** Text block **
##############################

The project ThrustRTC is trying to provide a basic GPU algorithm library that can be used everywhere.

In GPU programming, templates are used to build very poweful libraries, like Thrust. However, these libraries can only be used in the language they are programmed in.

This project rewrites Thrust using a new paradigm: NVRTC + dynamic-instantiation, and tries to overcome this downside of Thrust.

ThrustRTC provides almost the same algorithms as Thrust, such as scan, sort and reduce, while making these algorithms available to non-C++ launguages.

Installation

Install from Source Code

Source code of ThrustRTC is available at:

https://github.com/fynv/ThrustRTC

The code does not actually contain any CUDA device code that need to be prebuilt, therefore CUDA SDK is not a requirement at building time.

##############################

[A run of records]
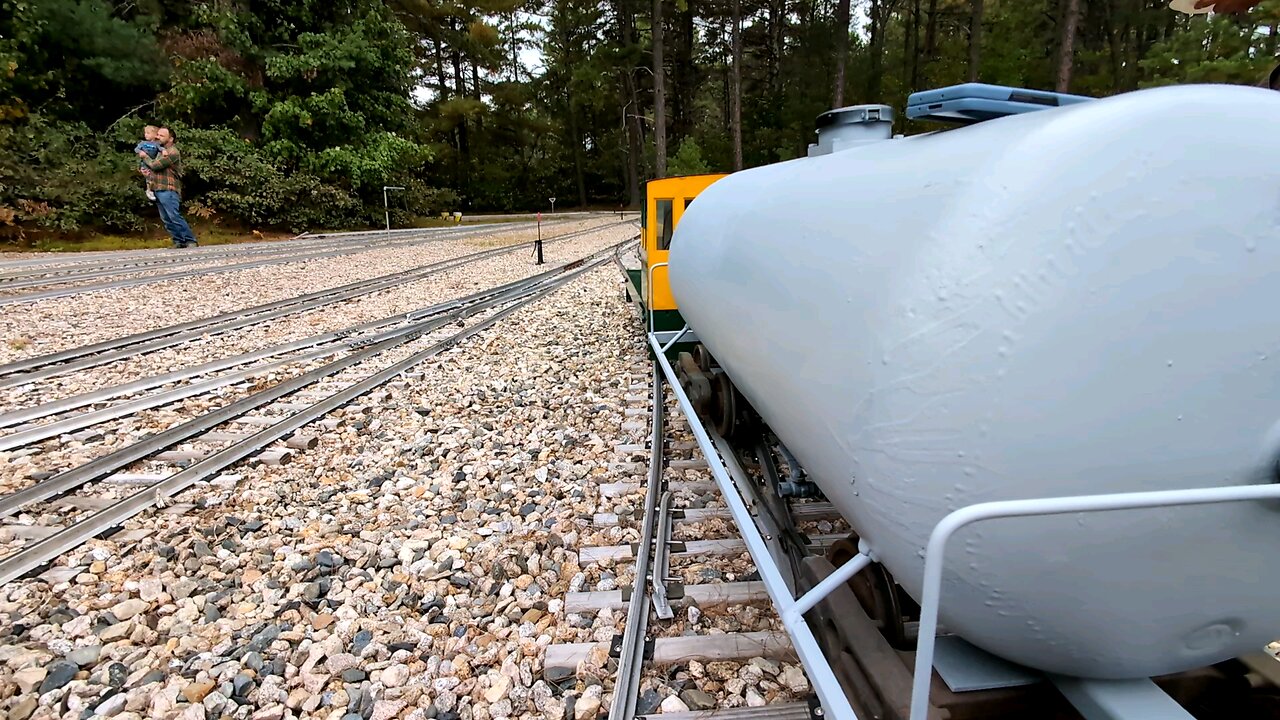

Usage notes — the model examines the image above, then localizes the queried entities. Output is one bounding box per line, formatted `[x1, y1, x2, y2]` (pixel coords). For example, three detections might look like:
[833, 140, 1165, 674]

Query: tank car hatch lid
[906, 82, 1093, 124]
[809, 105, 893, 158]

##############################

Write the next part of the text about ThrustRTC, picking up after its last sentence. The records have no connection to the text about ThrustRTC.

At build time, you will only need:

UnQLite source code, as submodule: thirdparty/unqlite
CMake 3.x
JDK for building the JAVA library

After cloning the repo from github and resolving the submodules, you can build it with CMake. Libraries for different lauguages are now built separately. The C++ library is used as a reference, not a dependency for other laungauges.

For C++:

$ mkdir build_cpp
$ cd build_cpp
$ cmake ../cpp -DBUILD_TESTS=true
$ make
$ make install

For JAVA:

$ mkdir build_java
$ cd build_java
$ cmake ../java -DBUILD_TESTS=true
$ make
$ make install

You will get the library headers, binaries and examples in the “install” directory.

All JAVA test programmes are packaged as a single jar file JThrustRTCTests.jar. Starting commands can be found in run_tests.bat(for Windows) and run_tests.sh(for linux).

GitHub Release

Zip packages are available at:

https://github.com/fynv/ThrustRTC/releases

Runtime Dependencies

CUDA driver (up-to-date)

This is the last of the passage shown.